··· SOURCE PASSAGE

What is your target market?

In this section, you will specify the customer segment(s) you’re targeting . You can divide customers into small segments organized by age, location, income, and lifestyle. The goal is to describe what type of consumer will be most interested in your offering.

Novo Note : Regardless of your company’s size, understanding the trends and opportunities within your target market enables you to build a more effective marketing plan to distinguish yourself from the marketplace and grow your business. This analysis might also help you find potential customers or new products you could offer. 

4. Analyze your competitors

After conducting a market analysis, you need to do a deep dive into your competitors. Look at how the competition is succeeding or failing and how each competitor has positioned itself. For example, you might want to evaluate your competitors’ brand, pricing, and distribution strategies. 

How to conduct a competitive analysis

You’ll want to research your competitors and ask the following questions:

  • What are their strengths?

······
··· DATA BLOCK

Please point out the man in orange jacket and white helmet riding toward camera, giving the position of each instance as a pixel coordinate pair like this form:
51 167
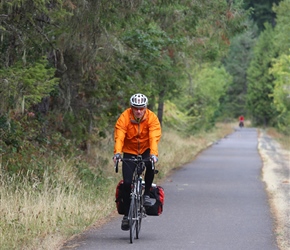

······

TASK SET:
[1] From the business-planning passage, quote the part that begins with "What is your" and ends with "in your offering.".
[2] In the business-planning passage, which three competitor strategies are given as examples to evaluate?
[3] Carry on the business-planning passage about target markets and competitors, starting after its final line.

OUTPUTS IN ORDER:
[1]
What is your target market?

In this section, you will specify the customer segment(s) you’re targeting . You can divide customers into small segments organized by age, location, income, and lifestyle. The goal is to describe what type of consumer will be most interested in your offering.

[2] Their brand, pricing, and distribution strategies.

[3]
  • What are their weaknesses?
  • What are their customer reviews like?
  • How do they price their offering(s)?
  • What are their value propositions?
  • What marketing and sales channels do they leverage?
  • How are they growing and evolving?

Novo Note : After you develop a strong understanding of the competitive landscape, consider how your business is unique. Solidifying your competitive advantage can help you appeal to your target audience.  

5. Describe your products or services

This is your chance to go into more detail about the products and services you offer! Use this opportunity to note where your offering or service differs from others in the industry. Highlight the standout features of your product, your company’s unique ability to solve customer problems, and your product roadmap.

What to include:

  • Your product catalog
  • Key differentiating features
  • Information about the production process
  • The resources required for production
  • Plans for future product releases

6. Define your marketing and sales strategy

Your marketing plan describes your strategy for connecting with your target market and generating leads. It doesn't need to be full-fledged at this point, but it should answer who you're trying to sell to and how you plan to target them. Investors also want to know how you plan on selling your brand and breaking into the market, so make sure to consider their perspective as you develop your marketing strategy.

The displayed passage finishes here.